-- begin RECORDS --

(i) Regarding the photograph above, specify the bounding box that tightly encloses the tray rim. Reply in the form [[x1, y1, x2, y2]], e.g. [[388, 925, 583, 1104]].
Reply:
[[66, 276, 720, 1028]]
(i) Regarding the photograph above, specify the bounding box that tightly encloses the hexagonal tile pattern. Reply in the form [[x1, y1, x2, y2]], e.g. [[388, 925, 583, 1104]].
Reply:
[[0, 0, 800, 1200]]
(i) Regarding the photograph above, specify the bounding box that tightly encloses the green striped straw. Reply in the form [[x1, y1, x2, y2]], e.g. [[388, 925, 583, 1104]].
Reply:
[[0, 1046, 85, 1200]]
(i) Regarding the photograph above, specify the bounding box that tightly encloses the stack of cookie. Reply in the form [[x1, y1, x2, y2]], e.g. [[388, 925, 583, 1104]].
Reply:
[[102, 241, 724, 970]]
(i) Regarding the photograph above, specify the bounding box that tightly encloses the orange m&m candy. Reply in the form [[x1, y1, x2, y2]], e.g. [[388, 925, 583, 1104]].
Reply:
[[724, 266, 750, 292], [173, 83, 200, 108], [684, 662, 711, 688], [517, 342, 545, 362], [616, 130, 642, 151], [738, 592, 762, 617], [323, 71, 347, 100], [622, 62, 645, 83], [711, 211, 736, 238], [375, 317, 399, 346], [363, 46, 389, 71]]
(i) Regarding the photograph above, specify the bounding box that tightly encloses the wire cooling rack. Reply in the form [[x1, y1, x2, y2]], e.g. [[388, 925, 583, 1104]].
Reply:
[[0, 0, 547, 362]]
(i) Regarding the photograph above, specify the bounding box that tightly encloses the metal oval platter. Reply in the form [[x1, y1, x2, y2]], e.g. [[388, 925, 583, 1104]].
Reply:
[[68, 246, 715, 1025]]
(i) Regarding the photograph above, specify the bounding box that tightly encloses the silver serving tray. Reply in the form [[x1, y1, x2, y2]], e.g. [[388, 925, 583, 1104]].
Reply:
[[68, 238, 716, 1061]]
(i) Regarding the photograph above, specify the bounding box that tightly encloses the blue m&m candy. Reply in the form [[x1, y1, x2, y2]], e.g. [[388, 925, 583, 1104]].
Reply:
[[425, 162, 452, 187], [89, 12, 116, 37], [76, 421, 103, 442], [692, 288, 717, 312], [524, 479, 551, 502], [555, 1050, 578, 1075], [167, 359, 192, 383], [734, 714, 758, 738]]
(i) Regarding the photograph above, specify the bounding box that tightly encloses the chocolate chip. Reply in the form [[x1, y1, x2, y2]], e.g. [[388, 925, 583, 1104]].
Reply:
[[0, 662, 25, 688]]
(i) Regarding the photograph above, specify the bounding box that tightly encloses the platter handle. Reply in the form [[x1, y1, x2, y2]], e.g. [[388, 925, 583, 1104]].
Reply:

-- end RECORDS --

> [WRITTEN REQUEST] Give all of the material above as a Markdown table with two columns, Row and Line. Put each nonblank line in its own row, numbered in order from 1.

> [PROBLEM SOLUTION]
| Row | Line |
|---|---|
| 1 | (i) Regarding the photograph above, specify the bounding box that tightly encloses the tray rim. Reply in the form [[x1, y1, x2, y2]], e.g. [[388, 925, 583, 1104]]. |
| 2 | Reply: |
| 3 | [[66, 276, 720, 1028]] |
| 4 | (i) Regarding the photograph above, specify the bounding box that tightly encloses the hexagonal tile pattern. Reply in the form [[x1, y1, x2, y2]], e.g. [[388, 925, 583, 1104]]. |
| 5 | Reply: |
| 6 | [[0, 0, 800, 1200]] |
| 7 | (i) Regarding the photograph above, specify the bounding box that tightly encloses the green striped straw. Reply in the form [[x1, y1, x2, y2]], e.g. [[388, 925, 583, 1104]]. |
| 8 | Reply: |
| 9 | [[0, 1046, 85, 1200]] |
| 10 | (i) Regarding the photograph above, specify the bounding box that tightly encloses the stack of cookie. Reply in the form [[x1, y1, x2, y2]], e.g. [[388, 925, 583, 1104]]. |
| 11 | Reply: |
| 12 | [[102, 241, 724, 970]] |
| 13 | (i) Regarding the photograph above, specify the bounding box that tightly encloses the orange m&m candy. Reply in the form [[x1, y1, x2, y2]], e.g. [[388, 925, 583, 1104]]. |
| 14 | Reply: |
| 15 | [[724, 266, 750, 292], [173, 83, 200, 108], [684, 662, 711, 688], [517, 342, 545, 362], [616, 130, 642, 151], [738, 592, 762, 617], [323, 71, 347, 100], [622, 62, 645, 83], [711, 211, 736, 238], [375, 317, 399, 346], [363, 46, 389, 71]] |
| 16 | (i) Regarding the photograph above, specify the bounding box that tightly encloses the wire cooling rack. Reply in the form [[x1, y1, x2, y2]], e.g. [[388, 925, 583, 1104]]. |
| 17 | Reply: |
| 18 | [[0, 0, 547, 362]] |
| 19 | (i) Regarding the photograph above, specify the bounding box that tightly encloses the metal oval platter. Reply in the form [[x1, y1, x2, y2]], e.g. [[388, 925, 583, 1104]]. |
| 20 | Reply: |
| 21 | [[68, 246, 715, 1025]] |
| 22 | (i) Regarding the photograph above, specify the bounding box that tightly encloses the silver serving tray. Reply in the form [[x1, y1, x2, y2]], e.g. [[388, 925, 583, 1104]]. |
| 23 | Reply: |
| 24 | [[68, 238, 716, 1061]] |
| 25 | (i) Regarding the photograph above, specify the bounding box that tightly encloses the blue m&m candy. Reply in the form [[x1, y1, x2, y2]], e.g. [[388, 925, 583, 1104]]. |
| 26 | Reply: |
| 27 | [[425, 162, 452, 187], [89, 12, 116, 37], [76, 421, 103, 442], [692, 288, 717, 312], [524, 479, 551, 502], [555, 1050, 578, 1075], [167, 359, 192, 383], [734, 714, 758, 738]] |
| 28 | (i) Regarding the photograph above, specify the bounding box that tightly encloses the chocolate chip. Reply in the form [[x1, y1, x2, y2]], e.g. [[388, 925, 583, 1104]]. |
| 29 | Reply: |
| 30 | [[0, 662, 25, 688]] |
| 31 | (i) Regarding the photograph above, specify the bounding box that tightly encloses the platter handle. Reply in the form [[x1, y1, x2, y2]], e.g. [[388, 925, 583, 1104]]. |
| 32 | Reply: |